------ RECORDED INFORMATION
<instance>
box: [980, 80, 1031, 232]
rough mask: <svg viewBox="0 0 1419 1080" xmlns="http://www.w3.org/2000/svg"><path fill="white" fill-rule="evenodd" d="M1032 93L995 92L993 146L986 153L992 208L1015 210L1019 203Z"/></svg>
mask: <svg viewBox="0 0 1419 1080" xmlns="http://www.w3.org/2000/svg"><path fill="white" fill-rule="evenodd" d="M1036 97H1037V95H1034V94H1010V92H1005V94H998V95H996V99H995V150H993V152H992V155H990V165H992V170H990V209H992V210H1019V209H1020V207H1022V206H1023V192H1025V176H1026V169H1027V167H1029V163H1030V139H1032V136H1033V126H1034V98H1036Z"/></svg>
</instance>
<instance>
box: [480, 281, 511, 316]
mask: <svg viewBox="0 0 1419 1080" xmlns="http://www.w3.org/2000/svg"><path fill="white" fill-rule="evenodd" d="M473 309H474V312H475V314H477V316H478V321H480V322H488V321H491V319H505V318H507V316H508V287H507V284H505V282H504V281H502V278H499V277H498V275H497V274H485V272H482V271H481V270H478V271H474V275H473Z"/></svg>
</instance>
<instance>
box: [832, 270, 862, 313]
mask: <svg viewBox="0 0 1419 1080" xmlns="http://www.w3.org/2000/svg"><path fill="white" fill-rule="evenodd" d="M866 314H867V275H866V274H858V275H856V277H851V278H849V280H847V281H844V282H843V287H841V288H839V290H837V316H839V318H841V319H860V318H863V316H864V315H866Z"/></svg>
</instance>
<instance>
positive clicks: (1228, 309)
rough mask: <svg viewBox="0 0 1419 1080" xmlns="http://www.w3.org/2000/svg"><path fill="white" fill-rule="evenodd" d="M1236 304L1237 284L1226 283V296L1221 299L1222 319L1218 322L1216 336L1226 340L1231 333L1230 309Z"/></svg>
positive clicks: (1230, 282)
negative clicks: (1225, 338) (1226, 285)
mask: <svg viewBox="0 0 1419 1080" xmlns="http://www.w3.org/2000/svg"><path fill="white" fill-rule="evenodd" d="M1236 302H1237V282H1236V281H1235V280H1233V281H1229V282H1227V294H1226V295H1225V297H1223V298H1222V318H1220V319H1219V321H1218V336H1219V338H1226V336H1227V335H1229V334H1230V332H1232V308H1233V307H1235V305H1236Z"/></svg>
------------
WHAT IS REQUIRED:
In the entries above, find the line with "box: [832, 270, 862, 313]", then retype it and every line after it exactly.

TASK SOLUTION:
box: [832, 270, 862, 313]
mask: <svg viewBox="0 0 1419 1080" xmlns="http://www.w3.org/2000/svg"><path fill="white" fill-rule="evenodd" d="M866 314H867V275H866V274H858V275H856V277H851V278H849V280H847V281H844V282H843V287H841V288H839V290H837V316H839V318H841V319H860V318H863V316H864V315H866Z"/></svg>
</instance>
<instance>
positive clicks: (1228, 309)
rough mask: <svg viewBox="0 0 1419 1080" xmlns="http://www.w3.org/2000/svg"><path fill="white" fill-rule="evenodd" d="M1236 304L1237 284L1226 283V296L1221 299L1222 319L1218 322L1216 336L1226 340L1231 333L1230 309Z"/></svg>
positive clicks: (1230, 282)
negative clicks: (1225, 338) (1226, 285)
mask: <svg viewBox="0 0 1419 1080" xmlns="http://www.w3.org/2000/svg"><path fill="white" fill-rule="evenodd" d="M1236 302H1237V282H1236V281H1235V280H1233V281H1229V282H1227V294H1226V295H1225V297H1223V298H1222V318H1220V319H1219V321H1218V336H1219V338H1226V336H1227V335H1229V334H1230V332H1232V308H1233V307H1235V305H1236Z"/></svg>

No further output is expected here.